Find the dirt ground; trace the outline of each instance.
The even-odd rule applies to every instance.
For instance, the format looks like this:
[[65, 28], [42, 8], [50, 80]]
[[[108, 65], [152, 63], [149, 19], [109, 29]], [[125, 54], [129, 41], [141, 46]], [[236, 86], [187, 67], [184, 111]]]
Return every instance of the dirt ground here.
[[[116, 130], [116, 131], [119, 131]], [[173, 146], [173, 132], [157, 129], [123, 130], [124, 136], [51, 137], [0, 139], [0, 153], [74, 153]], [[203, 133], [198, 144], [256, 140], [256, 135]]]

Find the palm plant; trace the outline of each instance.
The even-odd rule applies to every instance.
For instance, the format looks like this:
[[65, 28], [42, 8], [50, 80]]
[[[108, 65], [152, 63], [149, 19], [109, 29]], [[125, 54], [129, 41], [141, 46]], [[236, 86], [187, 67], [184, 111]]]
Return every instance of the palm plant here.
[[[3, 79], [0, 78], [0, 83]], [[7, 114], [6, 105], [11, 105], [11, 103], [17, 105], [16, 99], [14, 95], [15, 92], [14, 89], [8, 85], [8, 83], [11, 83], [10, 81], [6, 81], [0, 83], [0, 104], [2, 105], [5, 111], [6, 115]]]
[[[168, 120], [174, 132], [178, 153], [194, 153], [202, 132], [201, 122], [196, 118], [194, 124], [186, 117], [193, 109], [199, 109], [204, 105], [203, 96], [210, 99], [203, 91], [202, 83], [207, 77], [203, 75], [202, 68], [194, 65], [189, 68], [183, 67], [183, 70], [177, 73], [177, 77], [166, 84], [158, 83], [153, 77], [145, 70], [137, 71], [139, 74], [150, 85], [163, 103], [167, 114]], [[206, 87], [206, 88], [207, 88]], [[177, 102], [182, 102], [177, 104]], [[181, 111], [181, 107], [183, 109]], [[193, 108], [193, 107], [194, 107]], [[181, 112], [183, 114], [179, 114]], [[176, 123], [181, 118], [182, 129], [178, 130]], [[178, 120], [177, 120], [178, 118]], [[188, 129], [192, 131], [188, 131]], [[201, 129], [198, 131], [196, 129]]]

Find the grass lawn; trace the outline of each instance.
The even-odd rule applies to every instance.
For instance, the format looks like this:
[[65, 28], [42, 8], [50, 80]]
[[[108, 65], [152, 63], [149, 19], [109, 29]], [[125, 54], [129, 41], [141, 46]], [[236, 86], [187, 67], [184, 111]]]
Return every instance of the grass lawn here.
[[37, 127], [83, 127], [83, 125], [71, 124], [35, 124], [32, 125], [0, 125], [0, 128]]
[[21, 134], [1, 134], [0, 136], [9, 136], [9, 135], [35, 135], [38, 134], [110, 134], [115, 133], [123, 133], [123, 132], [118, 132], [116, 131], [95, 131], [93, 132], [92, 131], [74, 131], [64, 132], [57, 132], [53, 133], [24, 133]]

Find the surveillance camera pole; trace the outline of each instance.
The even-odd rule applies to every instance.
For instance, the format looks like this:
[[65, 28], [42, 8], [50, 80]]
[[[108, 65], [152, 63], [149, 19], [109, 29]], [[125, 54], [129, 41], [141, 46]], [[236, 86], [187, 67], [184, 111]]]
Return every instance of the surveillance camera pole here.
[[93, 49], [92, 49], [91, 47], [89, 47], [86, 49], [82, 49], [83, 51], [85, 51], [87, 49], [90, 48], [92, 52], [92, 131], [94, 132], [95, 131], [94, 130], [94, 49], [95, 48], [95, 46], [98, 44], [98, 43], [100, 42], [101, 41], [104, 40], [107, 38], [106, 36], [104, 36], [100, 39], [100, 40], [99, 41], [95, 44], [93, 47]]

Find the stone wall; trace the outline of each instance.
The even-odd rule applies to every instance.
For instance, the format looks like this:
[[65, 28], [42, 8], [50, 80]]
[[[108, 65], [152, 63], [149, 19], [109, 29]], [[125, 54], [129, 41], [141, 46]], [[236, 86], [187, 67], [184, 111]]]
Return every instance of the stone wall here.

==========

**Given task:** Repeat the items from the line containing "Find the surveillance" through the end of the items, inclusive, requests included, scaling every polygon vertex coordinate in the answers by 1.95 and rounding to the nearest whole number, with halves rounded up. Leave the numbers in the requests and their format samples unchanged.

**Exercise result:**
Find the surveillance camera pole; trace the outline of each instance.
The even-odd rule applies to every instance.
For instance, the format looks like this:
[[65, 28], [42, 8], [50, 80]]
[[[108, 65], [152, 63], [149, 19], [109, 29]], [[125, 54], [129, 41], [141, 46]], [[236, 86], [187, 67], [184, 111]]]
Return every instance of the surveillance camera pole here.
[[181, 96], [179, 96], [177, 92], [174, 92], [168, 96], [160, 96], [162, 99], [166, 99], [170, 96], [176, 94], [179, 101], [179, 255], [183, 257], [185, 255], [183, 254], [183, 96], [185, 94], [185, 90], [191, 86], [191, 84], [195, 82], [197, 80], [203, 78], [209, 74], [207, 70], [203, 70], [195, 76], [195, 78], [193, 80], [185, 86], [181, 92]]

Find the stone wall; trace the outline of each instance.
The even-odd rule applies to every instance.
For instance, the format looks like this:
[[65, 28], [42, 8], [50, 80]]
[[[108, 65], [152, 63], [149, 19], [109, 29]], [[125, 54], [129, 41], [141, 46]], [[236, 86], [187, 67], [184, 111]]]
Return every instance of the stone wall here.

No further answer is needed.